#### Data records:
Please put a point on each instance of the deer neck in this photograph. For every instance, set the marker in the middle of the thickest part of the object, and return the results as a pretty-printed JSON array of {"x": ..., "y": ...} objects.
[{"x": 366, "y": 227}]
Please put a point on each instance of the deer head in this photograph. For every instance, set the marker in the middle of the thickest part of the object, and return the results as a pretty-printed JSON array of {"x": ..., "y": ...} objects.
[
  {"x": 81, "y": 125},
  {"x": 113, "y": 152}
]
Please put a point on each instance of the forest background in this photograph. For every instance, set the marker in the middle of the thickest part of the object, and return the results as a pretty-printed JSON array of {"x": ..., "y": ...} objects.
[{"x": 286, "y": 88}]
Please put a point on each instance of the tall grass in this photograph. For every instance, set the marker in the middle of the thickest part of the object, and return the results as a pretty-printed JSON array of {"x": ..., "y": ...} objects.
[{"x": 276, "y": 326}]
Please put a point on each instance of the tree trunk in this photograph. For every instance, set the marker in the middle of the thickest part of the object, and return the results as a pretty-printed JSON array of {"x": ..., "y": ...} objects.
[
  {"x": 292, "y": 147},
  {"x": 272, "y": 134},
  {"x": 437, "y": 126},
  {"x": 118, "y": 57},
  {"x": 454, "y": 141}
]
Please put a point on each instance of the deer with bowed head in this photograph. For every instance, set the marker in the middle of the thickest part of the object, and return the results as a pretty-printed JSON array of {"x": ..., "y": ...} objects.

#### Work request:
Only this range is to be output: the line that contains "Please put a point on each instance of the deer head" through the last line of the records above, both inclusive.

#### Task output:
Please put a point on each instance of the deer head in this photograph. For every instance, set the marker in the middle of the thickest part of the object, and return the results as a pretty-printed JSON array of {"x": ..., "y": ...} objects.
[
  {"x": 81, "y": 125},
  {"x": 113, "y": 152}
]
Please put a point on each instance of the forest background in this photograph. For every instance, set the marker in the middle of the thickest part of the object, and return the results as a pretty-printed JSON array of {"x": ..., "y": ...} objects.
[{"x": 286, "y": 88}]
Please put a point on each instance of the tall grass in this photograph. For every instance, set the marker in the middle of the thickest part of the object, and return the results as a pretty-printed JSON array of {"x": ..., "y": ...} objects.
[{"x": 276, "y": 326}]
Please put a point on each instance of the tree trunk in this photograph. For every instance, set the marker in the middle of the thickest part of the object, and return the results as a pretty-printed JSON array of {"x": ..., "y": ...} objects.
[
  {"x": 292, "y": 147},
  {"x": 272, "y": 134},
  {"x": 437, "y": 126},
  {"x": 118, "y": 57},
  {"x": 454, "y": 141}
]
Please put a point on each instance of the deer with bowed head in this photograph. For every instance, set the marker in the middle of the thickest part of the object, and return the results as a pretty-printed JSON array of {"x": ..., "y": ...} objects.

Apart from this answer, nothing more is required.